- _Record extracts_
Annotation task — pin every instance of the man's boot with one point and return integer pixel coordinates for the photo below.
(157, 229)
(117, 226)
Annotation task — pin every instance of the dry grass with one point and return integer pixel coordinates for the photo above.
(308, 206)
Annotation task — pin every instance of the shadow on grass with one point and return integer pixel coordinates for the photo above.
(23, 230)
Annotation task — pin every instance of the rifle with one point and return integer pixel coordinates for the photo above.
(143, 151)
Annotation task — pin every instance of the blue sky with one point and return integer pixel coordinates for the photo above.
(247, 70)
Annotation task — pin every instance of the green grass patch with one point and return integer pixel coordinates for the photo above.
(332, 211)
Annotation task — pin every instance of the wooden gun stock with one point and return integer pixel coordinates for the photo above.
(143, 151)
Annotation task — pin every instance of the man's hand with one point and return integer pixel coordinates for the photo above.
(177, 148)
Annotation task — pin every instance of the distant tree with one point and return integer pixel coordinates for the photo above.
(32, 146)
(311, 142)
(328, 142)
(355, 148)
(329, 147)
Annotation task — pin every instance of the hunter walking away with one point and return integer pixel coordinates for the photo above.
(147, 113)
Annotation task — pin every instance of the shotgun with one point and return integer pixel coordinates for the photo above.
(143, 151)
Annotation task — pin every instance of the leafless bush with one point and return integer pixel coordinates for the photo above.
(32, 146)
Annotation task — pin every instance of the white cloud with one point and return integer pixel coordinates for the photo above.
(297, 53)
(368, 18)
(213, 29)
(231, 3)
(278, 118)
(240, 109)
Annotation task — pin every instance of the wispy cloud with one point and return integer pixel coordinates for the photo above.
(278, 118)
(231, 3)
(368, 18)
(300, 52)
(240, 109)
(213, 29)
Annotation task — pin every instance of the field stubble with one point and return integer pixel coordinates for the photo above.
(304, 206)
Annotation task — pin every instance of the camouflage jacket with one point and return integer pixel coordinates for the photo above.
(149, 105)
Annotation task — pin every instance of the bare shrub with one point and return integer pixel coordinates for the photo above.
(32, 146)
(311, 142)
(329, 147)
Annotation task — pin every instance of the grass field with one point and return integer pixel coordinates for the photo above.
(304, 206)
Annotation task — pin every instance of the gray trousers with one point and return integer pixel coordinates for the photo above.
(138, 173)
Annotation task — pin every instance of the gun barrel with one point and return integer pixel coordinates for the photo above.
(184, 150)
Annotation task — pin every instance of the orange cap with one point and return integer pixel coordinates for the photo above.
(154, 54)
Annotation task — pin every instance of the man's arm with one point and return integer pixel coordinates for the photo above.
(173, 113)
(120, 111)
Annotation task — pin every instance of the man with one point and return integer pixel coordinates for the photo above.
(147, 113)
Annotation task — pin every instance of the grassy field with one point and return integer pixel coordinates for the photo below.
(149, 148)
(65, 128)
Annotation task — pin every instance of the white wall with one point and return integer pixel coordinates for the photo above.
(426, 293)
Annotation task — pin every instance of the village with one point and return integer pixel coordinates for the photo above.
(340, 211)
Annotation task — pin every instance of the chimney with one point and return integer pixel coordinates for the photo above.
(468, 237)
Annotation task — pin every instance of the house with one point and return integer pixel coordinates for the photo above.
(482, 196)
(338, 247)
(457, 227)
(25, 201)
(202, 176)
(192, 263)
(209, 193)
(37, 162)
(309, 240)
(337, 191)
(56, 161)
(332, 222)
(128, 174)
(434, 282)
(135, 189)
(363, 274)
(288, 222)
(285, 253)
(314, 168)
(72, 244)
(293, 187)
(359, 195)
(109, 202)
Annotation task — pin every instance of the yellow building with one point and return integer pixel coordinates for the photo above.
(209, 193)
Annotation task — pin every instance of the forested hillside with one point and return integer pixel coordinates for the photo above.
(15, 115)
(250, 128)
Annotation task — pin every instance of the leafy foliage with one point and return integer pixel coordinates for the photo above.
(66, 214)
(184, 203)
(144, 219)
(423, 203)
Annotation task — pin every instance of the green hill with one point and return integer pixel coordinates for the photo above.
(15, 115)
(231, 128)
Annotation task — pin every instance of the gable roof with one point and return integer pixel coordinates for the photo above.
--
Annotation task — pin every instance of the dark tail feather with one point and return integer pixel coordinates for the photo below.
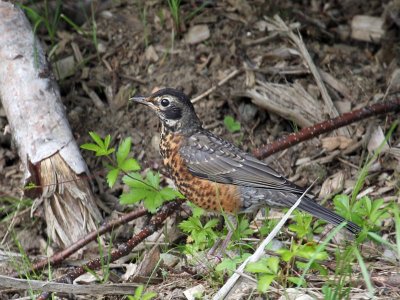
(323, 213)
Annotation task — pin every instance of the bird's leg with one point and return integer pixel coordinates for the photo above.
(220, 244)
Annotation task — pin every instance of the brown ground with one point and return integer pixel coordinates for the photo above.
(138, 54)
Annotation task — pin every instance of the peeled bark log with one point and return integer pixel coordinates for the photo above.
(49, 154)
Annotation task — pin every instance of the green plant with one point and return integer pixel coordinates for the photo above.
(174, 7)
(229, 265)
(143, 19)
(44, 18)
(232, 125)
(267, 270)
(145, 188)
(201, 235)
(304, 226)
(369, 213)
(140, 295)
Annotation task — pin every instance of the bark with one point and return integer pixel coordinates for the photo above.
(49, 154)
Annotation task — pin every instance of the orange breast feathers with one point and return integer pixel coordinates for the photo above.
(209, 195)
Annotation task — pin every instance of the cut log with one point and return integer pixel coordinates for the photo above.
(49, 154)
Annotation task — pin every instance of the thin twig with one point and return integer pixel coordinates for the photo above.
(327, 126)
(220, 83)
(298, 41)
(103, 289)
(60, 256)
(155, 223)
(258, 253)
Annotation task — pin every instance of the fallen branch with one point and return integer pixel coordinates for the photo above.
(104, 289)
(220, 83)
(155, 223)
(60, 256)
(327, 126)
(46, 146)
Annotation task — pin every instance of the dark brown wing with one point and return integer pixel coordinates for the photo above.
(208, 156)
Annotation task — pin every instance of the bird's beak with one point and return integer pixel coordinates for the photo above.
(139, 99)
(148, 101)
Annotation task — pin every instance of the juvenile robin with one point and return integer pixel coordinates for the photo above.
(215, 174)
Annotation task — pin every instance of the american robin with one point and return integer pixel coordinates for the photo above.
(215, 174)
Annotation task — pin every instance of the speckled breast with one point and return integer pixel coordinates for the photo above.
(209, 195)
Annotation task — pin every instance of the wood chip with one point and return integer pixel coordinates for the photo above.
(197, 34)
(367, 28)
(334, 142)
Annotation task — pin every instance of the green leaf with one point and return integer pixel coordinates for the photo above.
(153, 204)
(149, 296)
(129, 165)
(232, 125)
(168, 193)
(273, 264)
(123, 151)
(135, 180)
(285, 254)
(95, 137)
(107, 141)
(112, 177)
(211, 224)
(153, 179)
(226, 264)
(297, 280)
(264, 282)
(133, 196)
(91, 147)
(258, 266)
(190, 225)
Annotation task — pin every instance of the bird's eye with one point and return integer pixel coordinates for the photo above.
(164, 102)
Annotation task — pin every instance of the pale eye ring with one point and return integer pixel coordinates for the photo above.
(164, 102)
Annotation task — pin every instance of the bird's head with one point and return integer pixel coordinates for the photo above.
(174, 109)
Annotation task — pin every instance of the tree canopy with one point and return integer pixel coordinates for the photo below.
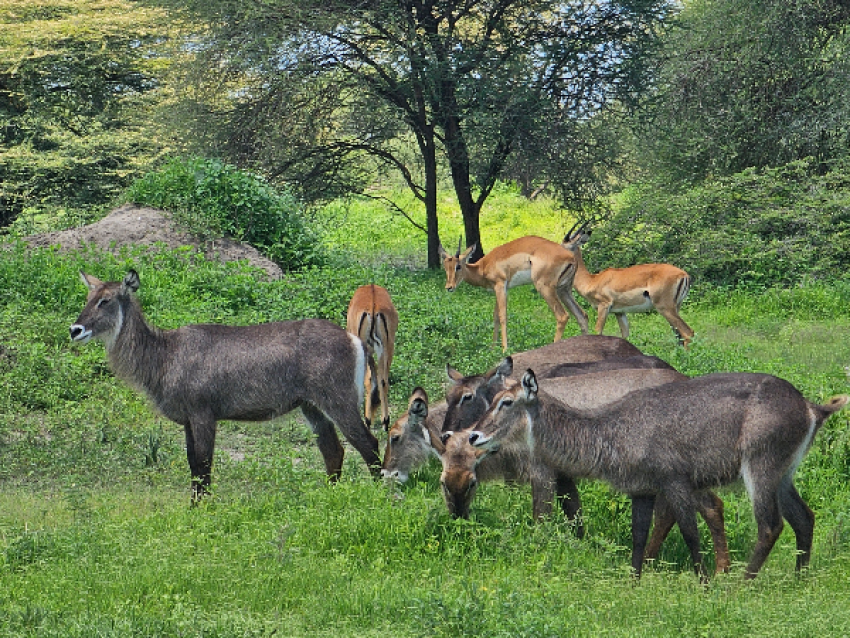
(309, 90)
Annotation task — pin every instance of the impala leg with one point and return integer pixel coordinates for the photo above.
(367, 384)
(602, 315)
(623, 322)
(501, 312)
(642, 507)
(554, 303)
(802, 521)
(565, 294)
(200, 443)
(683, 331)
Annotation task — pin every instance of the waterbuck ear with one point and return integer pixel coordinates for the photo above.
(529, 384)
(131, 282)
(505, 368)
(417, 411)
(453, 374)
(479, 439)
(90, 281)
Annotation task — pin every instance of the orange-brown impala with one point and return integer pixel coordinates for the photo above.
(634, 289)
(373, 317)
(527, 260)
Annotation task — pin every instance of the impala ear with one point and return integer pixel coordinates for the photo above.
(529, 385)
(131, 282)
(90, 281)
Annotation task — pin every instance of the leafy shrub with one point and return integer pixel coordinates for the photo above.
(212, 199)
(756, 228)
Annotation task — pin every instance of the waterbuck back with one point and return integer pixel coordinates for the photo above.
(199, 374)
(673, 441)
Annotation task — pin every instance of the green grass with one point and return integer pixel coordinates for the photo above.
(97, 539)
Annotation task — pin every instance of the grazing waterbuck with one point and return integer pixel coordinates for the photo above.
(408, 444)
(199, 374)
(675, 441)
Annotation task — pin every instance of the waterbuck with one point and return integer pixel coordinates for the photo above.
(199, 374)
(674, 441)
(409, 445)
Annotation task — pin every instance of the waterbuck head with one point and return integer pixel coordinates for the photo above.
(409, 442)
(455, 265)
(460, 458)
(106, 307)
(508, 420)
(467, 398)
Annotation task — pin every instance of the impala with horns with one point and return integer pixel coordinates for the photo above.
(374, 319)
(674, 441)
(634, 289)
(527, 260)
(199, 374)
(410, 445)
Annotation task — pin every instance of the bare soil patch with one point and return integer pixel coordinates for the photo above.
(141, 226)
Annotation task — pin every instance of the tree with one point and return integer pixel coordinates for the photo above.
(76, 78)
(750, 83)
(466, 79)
---
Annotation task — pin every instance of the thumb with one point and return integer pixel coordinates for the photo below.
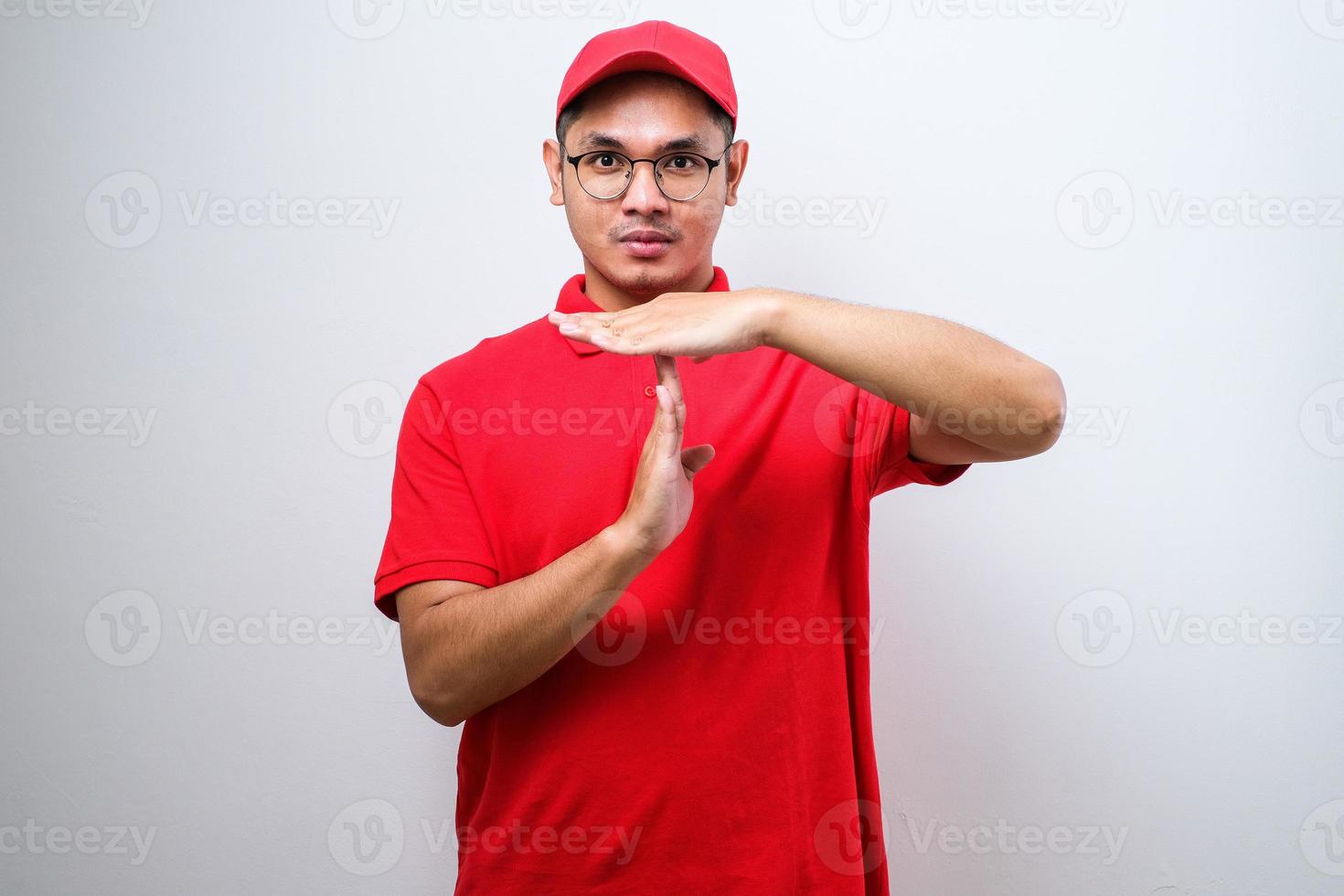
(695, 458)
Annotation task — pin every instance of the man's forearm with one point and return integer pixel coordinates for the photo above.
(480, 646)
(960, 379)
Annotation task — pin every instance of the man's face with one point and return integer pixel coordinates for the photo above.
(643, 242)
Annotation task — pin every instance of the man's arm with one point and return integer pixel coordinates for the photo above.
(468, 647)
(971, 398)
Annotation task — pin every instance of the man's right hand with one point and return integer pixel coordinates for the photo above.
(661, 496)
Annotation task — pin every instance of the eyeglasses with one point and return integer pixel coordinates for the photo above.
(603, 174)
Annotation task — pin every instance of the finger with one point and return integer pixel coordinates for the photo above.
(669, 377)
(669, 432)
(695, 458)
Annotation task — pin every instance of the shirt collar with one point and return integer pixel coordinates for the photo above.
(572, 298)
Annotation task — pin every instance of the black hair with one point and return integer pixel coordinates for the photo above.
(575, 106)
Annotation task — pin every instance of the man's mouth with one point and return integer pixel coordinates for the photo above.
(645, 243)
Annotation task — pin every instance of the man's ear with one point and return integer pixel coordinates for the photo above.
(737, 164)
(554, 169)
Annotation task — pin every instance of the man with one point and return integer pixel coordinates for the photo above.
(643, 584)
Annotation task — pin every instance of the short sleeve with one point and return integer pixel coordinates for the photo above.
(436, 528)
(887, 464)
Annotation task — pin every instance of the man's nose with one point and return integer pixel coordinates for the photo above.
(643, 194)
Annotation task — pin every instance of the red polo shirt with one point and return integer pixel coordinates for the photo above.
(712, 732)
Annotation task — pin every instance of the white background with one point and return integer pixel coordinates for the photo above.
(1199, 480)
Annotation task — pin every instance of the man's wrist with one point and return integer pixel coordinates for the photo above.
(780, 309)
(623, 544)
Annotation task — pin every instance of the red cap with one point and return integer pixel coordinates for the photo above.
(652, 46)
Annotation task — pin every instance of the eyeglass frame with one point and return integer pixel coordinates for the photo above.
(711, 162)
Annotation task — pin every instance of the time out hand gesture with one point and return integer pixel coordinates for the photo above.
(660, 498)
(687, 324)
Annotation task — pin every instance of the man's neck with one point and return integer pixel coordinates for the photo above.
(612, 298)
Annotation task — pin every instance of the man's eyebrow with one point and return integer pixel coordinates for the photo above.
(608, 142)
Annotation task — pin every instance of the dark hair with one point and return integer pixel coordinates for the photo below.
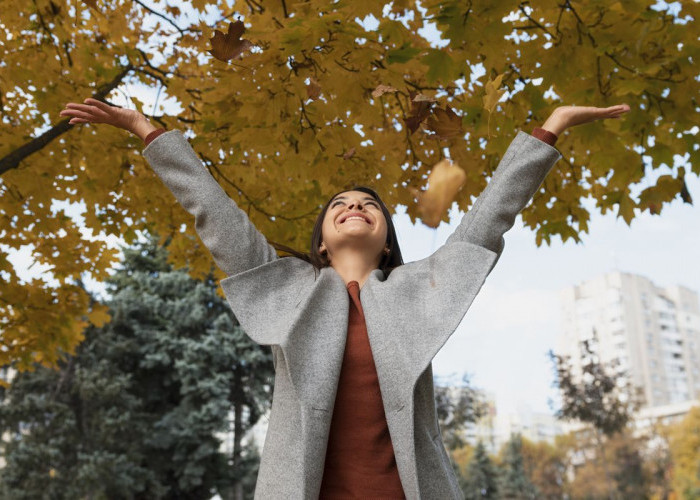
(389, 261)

- _What the task asks_
Show each line of the material above that has the word "breast" in it, copied in full.

- _Final result_
Annotation task — pin every instance of the orange breast feathers with one point and return integer pixel coordinates for the photo above.
Annotation task — pin every instance of the speckled breast with one point and return integer pixel coordinates for the photo above.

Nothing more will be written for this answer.